COMPLETE THE FOLLOWING:
- a) Quote everything in the tremor article from "Recently, Mandir and" down to "progress, he says.".
- b) In the tremor article, what does the software Mandir created turn finger data into?
- c) Pick up the tremor article after its last sentence and write what comes next.
--- EXCERPT Enclosed Below ---
At some point, a
shoe falls in a person's brain, molecularly speaking. Something shifts in
a neural network and a still hand holding a coffee cup starts to shake.
"After I got my tremor" becomes someone's new way of marking
time.
Neurologist Allen Mandir, M.D., longs to know what sparks
this shift. But a key step in doing that-linking small changes in the
brain with their effects on movement-hasn't yet happened. For one thing,
no one has a precise-enough handle on tremors. "Many think a tremor is a
tremor is a tremor," Mandir says, "yet tremors vary, not only by specific
disease but within the course of it."
Mandir puts a monitored finger through the paces.
Recently, Mandir and a team
including psychiatrist Laura Marsh, M.D., improved an existing
method to quantify tremors, a tactic that could insure earlier and better
diagnosis of Parkinson's disease (PD) and other motor ills. A full-blown
parkinsonian shake --the large-amplitude, 5-cycle-per-second variety-- is
obvious, he says. "But now we can detect early tremor so subtle even the
patient doesn't know about it." Before long, the technique should bring
precision to marking where patients stand in the course of motor disease.
You can also follow treatment progress, he says.
Basically, Mandir
singles out a finger and affixes three accelerometers --devices similar to
air-- bag sensors in automobiles. Software he created transforms finger
data into a printout of tremor depth and frequency. With it, he can
distinguish cerebellar, parkinsonian and essential/physiological tremors
or some unexpected mixes: He recently found the constant hand movement of
many Parkinson's disease patients tinged with aspects of benign essential
tremor.
Also, because drug treatments for motor disease
prompt "pretty strong" placebo effects, quantifying tremor can eliminate
that patient bias, he says.
--- End of Enclosed EXCERPT ---
--- MATERIAL PROVIDED Enclosed Below ---
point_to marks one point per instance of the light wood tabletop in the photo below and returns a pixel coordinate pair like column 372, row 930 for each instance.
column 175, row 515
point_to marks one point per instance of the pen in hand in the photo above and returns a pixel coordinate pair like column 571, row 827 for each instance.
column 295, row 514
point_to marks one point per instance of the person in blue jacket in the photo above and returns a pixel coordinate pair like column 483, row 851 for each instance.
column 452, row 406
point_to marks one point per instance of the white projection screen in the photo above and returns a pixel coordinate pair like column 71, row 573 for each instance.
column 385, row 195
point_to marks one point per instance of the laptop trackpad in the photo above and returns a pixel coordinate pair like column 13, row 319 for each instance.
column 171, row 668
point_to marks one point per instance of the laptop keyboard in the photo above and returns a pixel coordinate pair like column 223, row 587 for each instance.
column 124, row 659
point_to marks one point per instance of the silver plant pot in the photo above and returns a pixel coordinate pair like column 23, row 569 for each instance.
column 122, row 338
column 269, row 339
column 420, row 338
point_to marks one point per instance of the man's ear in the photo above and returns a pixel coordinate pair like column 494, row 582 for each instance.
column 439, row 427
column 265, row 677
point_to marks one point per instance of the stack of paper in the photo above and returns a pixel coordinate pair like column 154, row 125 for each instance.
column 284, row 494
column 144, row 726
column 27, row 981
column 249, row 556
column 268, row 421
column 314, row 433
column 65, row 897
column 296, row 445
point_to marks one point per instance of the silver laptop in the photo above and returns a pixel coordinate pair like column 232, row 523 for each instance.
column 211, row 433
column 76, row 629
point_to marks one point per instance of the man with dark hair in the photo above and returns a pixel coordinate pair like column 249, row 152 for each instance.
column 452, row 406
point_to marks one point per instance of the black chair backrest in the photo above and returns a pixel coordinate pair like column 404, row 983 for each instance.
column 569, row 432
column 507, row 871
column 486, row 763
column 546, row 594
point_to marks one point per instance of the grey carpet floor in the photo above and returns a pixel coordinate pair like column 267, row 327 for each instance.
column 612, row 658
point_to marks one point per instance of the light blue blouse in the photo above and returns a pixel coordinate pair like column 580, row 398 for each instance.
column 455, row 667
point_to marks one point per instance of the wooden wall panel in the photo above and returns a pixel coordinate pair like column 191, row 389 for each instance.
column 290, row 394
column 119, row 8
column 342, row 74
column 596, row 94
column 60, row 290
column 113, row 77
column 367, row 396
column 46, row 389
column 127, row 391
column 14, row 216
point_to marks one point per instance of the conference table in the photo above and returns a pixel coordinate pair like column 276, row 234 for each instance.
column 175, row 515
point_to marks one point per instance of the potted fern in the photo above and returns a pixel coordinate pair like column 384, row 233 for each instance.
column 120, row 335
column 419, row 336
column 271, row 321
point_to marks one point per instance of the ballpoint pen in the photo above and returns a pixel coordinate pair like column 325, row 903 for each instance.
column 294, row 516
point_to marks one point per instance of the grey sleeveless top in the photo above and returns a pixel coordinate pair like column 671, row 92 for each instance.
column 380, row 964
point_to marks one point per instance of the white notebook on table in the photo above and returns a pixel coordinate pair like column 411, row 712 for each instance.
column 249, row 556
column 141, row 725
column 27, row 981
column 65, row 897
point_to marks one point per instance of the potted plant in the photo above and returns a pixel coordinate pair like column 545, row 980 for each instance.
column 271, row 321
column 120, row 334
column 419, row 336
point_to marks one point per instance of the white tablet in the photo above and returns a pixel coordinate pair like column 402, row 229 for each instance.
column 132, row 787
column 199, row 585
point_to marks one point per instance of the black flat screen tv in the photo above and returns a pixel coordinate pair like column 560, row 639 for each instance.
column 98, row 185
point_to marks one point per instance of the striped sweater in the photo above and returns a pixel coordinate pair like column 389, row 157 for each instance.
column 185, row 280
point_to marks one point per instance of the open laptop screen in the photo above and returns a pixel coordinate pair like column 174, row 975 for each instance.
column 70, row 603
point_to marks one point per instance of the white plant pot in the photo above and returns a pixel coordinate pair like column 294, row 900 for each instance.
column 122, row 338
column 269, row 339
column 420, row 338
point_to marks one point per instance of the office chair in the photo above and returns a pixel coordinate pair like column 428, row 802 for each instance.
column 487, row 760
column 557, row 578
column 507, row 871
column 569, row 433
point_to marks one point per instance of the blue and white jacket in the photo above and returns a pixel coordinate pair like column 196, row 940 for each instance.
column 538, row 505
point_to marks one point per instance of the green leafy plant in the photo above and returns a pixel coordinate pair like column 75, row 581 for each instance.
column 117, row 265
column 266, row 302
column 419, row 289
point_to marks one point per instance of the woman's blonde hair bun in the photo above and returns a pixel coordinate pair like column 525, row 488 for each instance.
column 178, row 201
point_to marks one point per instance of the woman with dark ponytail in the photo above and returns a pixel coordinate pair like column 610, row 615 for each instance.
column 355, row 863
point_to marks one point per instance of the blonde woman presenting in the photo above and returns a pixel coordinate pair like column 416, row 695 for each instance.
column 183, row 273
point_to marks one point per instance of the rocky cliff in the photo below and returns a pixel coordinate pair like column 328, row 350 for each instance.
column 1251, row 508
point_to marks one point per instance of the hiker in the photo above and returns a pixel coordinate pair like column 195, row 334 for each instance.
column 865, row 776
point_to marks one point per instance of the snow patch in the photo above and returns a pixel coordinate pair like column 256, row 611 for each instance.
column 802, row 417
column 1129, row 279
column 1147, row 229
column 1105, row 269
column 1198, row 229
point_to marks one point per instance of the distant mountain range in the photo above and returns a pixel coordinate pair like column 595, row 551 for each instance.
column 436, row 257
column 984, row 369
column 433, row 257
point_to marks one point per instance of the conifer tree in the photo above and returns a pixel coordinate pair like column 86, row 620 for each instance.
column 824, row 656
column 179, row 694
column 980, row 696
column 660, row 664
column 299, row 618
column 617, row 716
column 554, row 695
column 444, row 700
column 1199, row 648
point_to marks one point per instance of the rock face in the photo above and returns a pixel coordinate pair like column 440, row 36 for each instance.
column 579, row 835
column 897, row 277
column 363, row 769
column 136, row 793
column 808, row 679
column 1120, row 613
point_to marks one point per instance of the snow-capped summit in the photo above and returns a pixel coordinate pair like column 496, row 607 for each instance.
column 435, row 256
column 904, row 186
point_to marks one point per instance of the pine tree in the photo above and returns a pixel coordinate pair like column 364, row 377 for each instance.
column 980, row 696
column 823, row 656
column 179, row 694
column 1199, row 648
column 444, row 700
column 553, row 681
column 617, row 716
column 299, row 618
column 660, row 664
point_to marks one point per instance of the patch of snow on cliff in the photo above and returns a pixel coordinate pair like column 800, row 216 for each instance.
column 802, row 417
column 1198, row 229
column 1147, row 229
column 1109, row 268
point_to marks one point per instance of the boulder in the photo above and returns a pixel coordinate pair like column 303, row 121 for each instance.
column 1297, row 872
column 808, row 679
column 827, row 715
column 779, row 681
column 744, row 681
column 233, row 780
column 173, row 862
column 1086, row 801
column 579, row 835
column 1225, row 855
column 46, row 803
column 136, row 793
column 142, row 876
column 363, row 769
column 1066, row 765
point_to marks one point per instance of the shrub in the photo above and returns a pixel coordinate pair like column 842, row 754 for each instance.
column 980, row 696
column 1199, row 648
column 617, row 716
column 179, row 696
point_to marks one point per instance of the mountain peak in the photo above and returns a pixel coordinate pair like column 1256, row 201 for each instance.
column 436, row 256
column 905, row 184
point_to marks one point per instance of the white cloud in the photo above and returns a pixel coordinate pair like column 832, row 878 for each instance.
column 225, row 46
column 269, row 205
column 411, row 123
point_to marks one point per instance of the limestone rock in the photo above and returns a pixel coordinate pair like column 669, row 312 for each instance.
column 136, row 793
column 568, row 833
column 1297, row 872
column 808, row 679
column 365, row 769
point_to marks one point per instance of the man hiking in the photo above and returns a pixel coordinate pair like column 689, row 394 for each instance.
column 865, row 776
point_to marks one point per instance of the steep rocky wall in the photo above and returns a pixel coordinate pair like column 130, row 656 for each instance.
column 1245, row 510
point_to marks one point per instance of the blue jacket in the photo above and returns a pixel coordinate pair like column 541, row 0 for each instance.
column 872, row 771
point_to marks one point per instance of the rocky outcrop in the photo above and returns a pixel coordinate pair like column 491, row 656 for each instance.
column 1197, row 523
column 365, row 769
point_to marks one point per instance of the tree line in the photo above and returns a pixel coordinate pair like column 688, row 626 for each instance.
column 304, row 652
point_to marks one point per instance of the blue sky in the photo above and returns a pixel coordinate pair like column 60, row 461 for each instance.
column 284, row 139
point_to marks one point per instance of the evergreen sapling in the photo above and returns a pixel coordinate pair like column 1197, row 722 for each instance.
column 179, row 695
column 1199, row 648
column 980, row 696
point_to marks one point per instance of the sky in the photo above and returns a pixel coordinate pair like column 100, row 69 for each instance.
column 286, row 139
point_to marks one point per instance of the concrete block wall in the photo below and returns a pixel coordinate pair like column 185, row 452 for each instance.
--- End of Enclosed MATERIAL PROVIDED ---
EXERCISE RESPONSES:
- a)
Recently, Mandir and a team
including psychiatrist Laura Marsh, M.D., improved an existing
method to quantify tremors, a tactic that could insure earlier and better
diagnosis of Parkinson's disease (PD) and other motor ills. A full-blown
parkinsonian shake --the large-amplitude, 5-cycle-per-second variety-- is
obvious, he says. "But now we can detect early tremor so subtle even the
patient doesn't know about it." Before long, the technique should bring
precision to marking where patients stand in the course of motor disease.
You can also follow treatment progress, he says.

- b) A printout of tremor depth and frequency.

- c)
But tremor's not Mandir's sole focus.
He's also deconstructing the akinesia--difficulty
initiating movement-- and slowness of movement, orbradykinesia that mark motor disease. By focusing on
basic movements wired in the primate brain --in this case, a simple
back-and-forthing of the hand between two marks on a table-- he gets a
normal baseline reading to compare with motor disease
patients.
With electromyelography, the team records electrical
activity in target muscles. Typically, three phases of firing appear: a
burst when movement begins, when it's carried out and when muscles put on
the brakes. "PD patients, however, don't shut off like they should. They
overshoot; they undershoot. The crisp pattern is gone. You can see
bradykinesia's slow movement for example, or akinesia's simultaneous
firing of opposing muscles."
One surprising find --that PD
patients move more normally when someone says "go"-- may spark a novel way
to improve ability. "The 'go' signal may help evade bradykinesia and
akinesia," says Mandir. He's confirmed the effect in monkeys and is
testing a patient-carried device that gives audible cues.
Mandir
has quantified things so well at the muscle level he's able to spot
corresponding events in the brain. With functional MRI, he has matched
brain activity to the three phases of his movement task. Most important,
he can map the bursts' origin in the brain. The supplementary motor area,
for example, appears linked to readying and initiating movement. "In PD
patients, that area atypically fires at a low rate, doesn't build and
screws up the timing of movement."
Everyone knows the substantia
nigra as the seat of Parkinson's, he adds, but proving other areas are
involved has great importance for therapy. "We're seeing PD's effects
throughout the brain. My hope is that the disease's pathology is minor;
correct it and there'll be a massive righting of the brain." For more information, call
410.614.1216.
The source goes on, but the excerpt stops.